» Information shown
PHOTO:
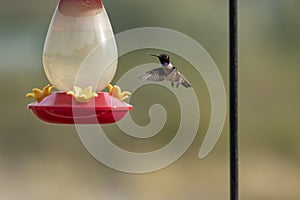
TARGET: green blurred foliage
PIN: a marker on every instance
(42, 161)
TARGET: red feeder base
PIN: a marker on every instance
(61, 108)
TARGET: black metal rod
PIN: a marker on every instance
(233, 98)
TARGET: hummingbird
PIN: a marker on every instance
(167, 72)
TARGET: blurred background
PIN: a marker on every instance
(43, 161)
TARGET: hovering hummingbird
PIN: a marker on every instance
(166, 72)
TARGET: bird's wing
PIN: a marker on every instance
(158, 74)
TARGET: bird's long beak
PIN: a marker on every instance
(155, 55)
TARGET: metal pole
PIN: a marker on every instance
(233, 96)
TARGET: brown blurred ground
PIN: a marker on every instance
(41, 161)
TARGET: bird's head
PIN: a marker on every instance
(163, 58)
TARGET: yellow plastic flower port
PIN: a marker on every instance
(82, 96)
(38, 94)
(115, 91)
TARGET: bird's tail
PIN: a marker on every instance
(186, 84)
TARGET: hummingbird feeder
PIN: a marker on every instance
(80, 60)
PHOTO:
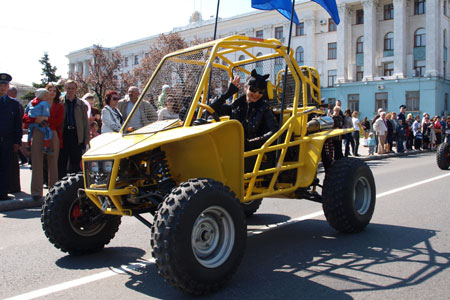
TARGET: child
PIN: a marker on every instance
(371, 143)
(39, 107)
(94, 129)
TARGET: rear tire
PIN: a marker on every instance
(349, 195)
(198, 237)
(443, 156)
(74, 224)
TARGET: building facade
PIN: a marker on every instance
(384, 53)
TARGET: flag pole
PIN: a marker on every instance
(285, 78)
(217, 17)
(214, 37)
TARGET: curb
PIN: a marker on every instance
(28, 202)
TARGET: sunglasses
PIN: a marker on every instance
(256, 90)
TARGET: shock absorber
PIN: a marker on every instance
(160, 172)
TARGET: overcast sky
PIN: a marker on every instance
(29, 28)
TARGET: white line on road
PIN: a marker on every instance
(123, 269)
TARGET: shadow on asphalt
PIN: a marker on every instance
(266, 219)
(26, 213)
(292, 262)
(112, 257)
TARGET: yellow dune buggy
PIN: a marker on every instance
(188, 167)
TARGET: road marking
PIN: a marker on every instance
(133, 266)
(81, 281)
(411, 185)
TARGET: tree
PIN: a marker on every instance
(103, 73)
(48, 71)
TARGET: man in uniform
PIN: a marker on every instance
(10, 133)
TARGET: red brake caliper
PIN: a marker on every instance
(76, 212)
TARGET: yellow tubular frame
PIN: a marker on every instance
(294, 124)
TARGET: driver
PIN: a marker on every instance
(251, 109)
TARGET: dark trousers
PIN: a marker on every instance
(349, 141)
(70, 155)
(6, 156)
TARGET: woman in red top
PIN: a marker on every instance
(437, 130)
(55, 123)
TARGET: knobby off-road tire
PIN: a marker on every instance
(443, 156)
(198, 237)
(74, 224)
(348, 195)
(251, 207)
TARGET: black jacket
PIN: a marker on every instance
(257, 118)
(11, 121)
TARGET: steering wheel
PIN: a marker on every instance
(210, 110)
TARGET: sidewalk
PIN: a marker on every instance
(24, 200)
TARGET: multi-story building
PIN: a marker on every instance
(384, 53)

» Given problem
Copy out the lines starting at the one containing "TARGET: driver" and ending with the last line of the entries. Include nothing else.

» Full answer
TARGET: driver
PIN: a marker on every instance
(251, 109)
TARGET: dark trousers
PIN: a marker on every instance
(349, 141)
(70, 155)
(6, 156)
TARGET: woman in red top
PIN: a marker on every instance
(437, 130)
(55, 123)
TARGET: knobby off-road tire
PIN: a marker on every instance
(443, 156)
(198, 237)
(74, 224)
(348, 195)
(251, 207)
TARGET: black jacket
PIN: a marker on every instance
(257, 118)
(11, 121)
TARGET: steering wheel
PIN: a marker on every instance
(210, 110)
TARGET: sidewalk
PIN: a marker on every instance
(24, 200)
TARGET: multi-story building
PIN: a marker on every instance
(384, 53)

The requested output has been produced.